[Dataset entries]

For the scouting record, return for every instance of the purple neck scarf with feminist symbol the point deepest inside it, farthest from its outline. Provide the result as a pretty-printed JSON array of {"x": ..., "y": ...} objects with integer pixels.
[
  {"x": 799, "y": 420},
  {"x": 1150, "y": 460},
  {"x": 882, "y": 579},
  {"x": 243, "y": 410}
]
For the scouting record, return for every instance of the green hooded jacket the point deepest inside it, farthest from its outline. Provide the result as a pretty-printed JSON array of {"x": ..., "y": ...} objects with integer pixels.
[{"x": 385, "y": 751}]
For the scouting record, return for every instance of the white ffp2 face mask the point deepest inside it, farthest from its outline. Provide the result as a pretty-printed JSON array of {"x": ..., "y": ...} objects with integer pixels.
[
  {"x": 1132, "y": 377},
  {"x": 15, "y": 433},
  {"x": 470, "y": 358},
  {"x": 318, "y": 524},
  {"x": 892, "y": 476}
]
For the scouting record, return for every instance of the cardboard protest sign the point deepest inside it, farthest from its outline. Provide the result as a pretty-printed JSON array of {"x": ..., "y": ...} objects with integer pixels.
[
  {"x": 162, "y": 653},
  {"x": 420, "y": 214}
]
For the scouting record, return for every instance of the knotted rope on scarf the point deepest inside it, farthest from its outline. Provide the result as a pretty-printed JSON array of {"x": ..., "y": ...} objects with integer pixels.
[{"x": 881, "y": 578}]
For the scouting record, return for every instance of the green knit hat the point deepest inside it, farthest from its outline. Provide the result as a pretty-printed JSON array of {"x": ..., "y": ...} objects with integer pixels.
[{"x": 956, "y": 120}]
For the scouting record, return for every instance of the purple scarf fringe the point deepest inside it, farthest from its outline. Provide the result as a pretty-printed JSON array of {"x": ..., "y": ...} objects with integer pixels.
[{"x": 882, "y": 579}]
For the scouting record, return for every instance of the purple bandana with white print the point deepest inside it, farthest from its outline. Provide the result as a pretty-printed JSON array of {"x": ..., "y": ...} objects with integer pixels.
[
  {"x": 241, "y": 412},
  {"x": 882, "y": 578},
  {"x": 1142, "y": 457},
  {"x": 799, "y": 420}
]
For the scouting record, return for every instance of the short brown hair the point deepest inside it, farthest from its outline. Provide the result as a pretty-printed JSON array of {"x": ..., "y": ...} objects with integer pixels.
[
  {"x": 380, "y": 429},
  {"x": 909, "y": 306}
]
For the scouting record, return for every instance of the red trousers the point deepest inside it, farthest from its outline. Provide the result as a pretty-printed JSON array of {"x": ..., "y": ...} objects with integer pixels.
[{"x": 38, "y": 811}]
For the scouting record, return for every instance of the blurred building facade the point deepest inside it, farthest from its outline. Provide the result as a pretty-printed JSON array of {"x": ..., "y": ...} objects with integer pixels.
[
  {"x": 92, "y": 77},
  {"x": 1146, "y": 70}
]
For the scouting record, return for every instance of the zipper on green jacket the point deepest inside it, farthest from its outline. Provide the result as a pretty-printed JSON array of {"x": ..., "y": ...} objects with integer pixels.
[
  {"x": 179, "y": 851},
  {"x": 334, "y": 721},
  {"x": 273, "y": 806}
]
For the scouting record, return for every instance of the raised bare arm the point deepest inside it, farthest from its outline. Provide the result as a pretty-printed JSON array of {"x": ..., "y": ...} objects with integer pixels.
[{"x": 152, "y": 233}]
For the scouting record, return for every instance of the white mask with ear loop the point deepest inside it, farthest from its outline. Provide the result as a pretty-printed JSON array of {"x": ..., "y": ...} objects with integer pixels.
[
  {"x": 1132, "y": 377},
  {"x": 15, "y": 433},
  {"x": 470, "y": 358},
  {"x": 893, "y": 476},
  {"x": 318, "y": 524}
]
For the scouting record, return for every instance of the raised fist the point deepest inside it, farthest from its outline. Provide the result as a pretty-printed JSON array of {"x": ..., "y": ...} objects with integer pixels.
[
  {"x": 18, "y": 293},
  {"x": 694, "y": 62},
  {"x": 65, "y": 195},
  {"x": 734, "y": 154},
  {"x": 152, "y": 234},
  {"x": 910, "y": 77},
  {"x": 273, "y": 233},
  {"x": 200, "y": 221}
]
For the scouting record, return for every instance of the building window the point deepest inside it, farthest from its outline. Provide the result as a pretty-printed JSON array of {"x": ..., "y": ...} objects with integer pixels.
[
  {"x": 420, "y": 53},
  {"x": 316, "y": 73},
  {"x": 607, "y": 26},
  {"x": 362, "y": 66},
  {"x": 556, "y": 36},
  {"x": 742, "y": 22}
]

* * *

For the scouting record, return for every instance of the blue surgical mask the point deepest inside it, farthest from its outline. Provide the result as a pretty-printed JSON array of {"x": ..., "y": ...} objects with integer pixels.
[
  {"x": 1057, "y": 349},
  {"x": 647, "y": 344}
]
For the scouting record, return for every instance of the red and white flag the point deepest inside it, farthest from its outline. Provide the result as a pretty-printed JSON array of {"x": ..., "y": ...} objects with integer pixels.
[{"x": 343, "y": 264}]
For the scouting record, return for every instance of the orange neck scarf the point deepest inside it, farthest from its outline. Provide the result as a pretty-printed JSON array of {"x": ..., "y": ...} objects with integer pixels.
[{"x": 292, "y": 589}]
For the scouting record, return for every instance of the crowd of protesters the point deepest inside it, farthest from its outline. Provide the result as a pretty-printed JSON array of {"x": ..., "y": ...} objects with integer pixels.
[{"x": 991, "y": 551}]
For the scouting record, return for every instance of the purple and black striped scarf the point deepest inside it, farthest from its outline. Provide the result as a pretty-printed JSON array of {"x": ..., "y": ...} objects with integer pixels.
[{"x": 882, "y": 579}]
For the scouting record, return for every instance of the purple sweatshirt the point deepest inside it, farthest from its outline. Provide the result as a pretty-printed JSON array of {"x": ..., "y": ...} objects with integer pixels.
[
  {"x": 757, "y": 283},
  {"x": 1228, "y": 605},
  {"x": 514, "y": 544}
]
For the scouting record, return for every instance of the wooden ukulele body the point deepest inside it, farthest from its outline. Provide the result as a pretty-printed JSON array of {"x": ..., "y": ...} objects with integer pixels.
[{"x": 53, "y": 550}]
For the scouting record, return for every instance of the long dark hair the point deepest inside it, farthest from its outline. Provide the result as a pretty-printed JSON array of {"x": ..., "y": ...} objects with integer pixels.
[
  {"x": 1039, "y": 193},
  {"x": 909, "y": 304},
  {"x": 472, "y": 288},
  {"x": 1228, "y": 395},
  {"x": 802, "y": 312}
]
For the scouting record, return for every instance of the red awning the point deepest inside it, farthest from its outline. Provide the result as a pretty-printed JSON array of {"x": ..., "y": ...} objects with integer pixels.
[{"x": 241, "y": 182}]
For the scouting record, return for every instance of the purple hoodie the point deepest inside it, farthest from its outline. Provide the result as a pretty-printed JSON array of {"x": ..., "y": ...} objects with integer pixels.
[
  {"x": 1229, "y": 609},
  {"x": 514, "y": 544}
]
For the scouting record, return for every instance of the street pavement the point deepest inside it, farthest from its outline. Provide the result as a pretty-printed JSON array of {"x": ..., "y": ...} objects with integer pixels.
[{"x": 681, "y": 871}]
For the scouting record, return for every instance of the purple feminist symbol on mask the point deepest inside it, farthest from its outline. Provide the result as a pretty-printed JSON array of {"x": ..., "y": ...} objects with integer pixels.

## TO DO
From the entries above, return exactly the line containing "the purple hoodie", the line containing "the purple feminist", and all lines between, and nothing else.

## TASK SOLUTION
For the scouting record, return for every instance of the purple hoodie the point deepest inside it, farthest from its outline. Provide the result as a pretty-printed JSON array of {"x": ..., "y": ...} objects with integer pixels.
[
  {"x": 1229, "y": 609},
  {"x": 514, "y": 544}
]
For the scouting record, return for every instance of the street pavement the point deepest inside it, farthest from its outline. Provide the result as a pretty-printed JSON array of {"x": ..., "y": ...} objects with integer pixels.
[{"x": 681, "y": 871}]
For the scouting record, return for every instance of the purple feminist symbol on mask the point deepest inside it, farthest from its outline. Provide the result as a pretty-printed JSON array of {"x": ..., "y": ...} objects with integer pixels.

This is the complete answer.